#### [TO DO]
Render every line of the items from the one containing "Scan the scene above for any flower" down to the one containing "[271,225,285,238]", both included, as a Markdown table with the columns Row and Line, skipping blank lines.

#### [STORED RECORDS]
..........
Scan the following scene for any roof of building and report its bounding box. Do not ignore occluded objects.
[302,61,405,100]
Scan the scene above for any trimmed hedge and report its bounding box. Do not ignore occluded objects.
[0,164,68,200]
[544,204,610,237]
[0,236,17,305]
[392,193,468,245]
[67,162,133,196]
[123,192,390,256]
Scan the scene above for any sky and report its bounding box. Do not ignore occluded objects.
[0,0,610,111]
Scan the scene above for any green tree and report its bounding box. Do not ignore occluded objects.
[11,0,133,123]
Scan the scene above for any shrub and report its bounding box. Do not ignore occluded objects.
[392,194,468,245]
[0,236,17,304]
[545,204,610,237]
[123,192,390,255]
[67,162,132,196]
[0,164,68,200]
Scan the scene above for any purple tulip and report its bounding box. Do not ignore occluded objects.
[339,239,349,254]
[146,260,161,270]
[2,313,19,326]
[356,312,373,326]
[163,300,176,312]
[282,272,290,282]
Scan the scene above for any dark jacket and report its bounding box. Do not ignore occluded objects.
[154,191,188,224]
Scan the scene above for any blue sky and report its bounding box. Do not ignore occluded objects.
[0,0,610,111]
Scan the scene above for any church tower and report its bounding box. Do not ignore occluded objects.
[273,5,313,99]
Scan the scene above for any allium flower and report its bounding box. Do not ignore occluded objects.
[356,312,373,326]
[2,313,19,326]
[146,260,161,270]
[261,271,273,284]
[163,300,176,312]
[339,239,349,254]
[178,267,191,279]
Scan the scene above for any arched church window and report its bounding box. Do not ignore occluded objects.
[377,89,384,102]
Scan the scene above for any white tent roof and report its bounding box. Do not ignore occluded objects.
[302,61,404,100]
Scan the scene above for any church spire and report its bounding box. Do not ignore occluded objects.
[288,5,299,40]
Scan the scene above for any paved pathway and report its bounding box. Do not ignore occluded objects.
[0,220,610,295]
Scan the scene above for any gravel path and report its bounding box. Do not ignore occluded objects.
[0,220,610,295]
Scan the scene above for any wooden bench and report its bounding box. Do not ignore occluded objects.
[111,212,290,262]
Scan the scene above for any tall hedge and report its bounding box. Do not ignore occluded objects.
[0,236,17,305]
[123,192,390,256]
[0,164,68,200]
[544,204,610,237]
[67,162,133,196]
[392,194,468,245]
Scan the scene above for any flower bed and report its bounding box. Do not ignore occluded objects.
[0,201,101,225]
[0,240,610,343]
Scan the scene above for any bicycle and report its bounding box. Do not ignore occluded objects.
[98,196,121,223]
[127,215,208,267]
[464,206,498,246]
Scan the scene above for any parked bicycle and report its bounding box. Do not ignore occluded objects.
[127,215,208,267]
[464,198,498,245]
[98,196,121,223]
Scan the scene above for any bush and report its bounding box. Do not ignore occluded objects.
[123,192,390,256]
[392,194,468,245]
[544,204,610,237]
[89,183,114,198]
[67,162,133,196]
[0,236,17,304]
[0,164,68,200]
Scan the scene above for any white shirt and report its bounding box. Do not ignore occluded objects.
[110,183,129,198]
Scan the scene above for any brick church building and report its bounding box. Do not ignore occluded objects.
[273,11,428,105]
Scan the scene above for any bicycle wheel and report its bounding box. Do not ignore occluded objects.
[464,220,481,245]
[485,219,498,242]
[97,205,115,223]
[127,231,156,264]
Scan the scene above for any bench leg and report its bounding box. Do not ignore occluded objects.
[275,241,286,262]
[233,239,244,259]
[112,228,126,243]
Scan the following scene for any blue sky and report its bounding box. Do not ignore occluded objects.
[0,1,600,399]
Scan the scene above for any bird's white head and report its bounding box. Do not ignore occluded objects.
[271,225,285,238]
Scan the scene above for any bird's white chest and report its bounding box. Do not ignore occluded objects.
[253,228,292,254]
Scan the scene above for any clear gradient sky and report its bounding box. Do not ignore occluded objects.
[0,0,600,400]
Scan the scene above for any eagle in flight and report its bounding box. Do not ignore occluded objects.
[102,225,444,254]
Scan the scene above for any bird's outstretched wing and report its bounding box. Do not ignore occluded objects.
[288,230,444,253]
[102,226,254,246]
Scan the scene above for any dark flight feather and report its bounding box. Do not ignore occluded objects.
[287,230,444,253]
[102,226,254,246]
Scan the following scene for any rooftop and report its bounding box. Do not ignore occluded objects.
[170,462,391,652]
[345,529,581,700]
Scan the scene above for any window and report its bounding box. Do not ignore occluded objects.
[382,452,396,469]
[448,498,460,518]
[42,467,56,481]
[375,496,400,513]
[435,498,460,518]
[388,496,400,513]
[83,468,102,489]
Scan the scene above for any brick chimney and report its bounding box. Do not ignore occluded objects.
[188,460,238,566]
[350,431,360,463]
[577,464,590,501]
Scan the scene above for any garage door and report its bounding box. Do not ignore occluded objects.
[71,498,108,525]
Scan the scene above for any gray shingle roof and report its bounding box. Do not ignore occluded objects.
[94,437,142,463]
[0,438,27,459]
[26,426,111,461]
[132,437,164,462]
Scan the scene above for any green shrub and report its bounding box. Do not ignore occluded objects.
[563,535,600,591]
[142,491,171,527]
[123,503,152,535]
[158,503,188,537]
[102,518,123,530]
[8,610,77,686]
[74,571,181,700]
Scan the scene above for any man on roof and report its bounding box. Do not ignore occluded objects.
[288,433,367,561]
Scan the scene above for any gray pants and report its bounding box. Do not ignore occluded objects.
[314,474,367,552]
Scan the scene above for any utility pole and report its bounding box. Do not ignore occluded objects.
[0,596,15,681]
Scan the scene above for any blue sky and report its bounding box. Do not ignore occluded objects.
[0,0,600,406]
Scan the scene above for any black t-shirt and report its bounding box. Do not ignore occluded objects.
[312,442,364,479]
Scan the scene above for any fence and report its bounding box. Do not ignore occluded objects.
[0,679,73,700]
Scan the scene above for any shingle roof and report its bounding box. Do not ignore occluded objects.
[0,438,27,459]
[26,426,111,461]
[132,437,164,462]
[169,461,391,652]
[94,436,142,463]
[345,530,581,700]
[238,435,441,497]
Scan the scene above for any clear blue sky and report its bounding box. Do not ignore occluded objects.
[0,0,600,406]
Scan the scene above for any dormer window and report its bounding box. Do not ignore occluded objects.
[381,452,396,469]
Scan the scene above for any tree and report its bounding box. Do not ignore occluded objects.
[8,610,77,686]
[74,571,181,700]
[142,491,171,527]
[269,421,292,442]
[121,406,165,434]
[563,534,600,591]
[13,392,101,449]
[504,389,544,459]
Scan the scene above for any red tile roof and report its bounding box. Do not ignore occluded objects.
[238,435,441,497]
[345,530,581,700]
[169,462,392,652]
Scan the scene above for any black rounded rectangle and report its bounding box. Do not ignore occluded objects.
..........
#### [WRITTEN ANSWER]
| Row | Line |
|---|---|
| 1 | Scan the scene above for any flower bed and report its bounding box. Do not ignore occluded objects. |
| 2 | [0,201,101,225] |
| 3 | [0,240,610,343] |
| 4 | Scan the scene above for any bicycle and report its bounding box. Do not ignore occluded objects. |
| 5 | [98,196,121,223] |
| 6 | [127,215,208,267] |
| 7 | [464,206,498,246] |
| 8 | Scan the scene above for any parked bicycle and report its bounding box. Do not ignore occluded objects. |
| 9 | [127,215,208,267] |
| 10 | [464,198,498,245] |
| 11 | [98,196,121,223] |
| 12 | Scan the scene above for any bush and report its bounding box. Do not ignore occluded objects. |
| 13 | [123,192,390,256] |
| 14 | [392,194,468,245] |
| 15 | [544,204,610,237] |
| 16 | [89,183,114,198] |
| 17 | [67,162,133,196] |
| 18 | [0,236,17,304] |
| 19 | [0,164,68,200] |
| 20 | Scan the scene above for any white shirt and report its bounding box. Do not ignore occluded objects. |
| 21 | [110,183,129,198] |
| 22 | Scan the scene above for any brick church building and report its bounding box. Do not ignore occluded objects. |
| 23 | [273,11,428,105] |
| 24 | Scan the scene above for any bicycle wheel and report its bounding box. Do not ignore occluded objects. |
| 25 | [464,220,481,245] |
| 26 | [485,219,498,242] |
| 27 | [97,205,115,223] |
| 28 | [127,231,156,264] |
| 29 | Scan the scene above for any bench leg and report its bounding box. Do not ignore occluded objects. |
| 30 | [275,241,286,262] |
| 31 | [233,239,244,259] |
| 32 | [112,228,126,243] |
| 33 | Scan the following scene for any blue sky and report its bounding box. Do not ignore occluded objects. |
| 34 | [0,1,600,399] |
| 35 | Scan the scene above for any bird's white head and report its bounding box. Do not ignore occluded objects. |
| 36 | [271,225,285,238] |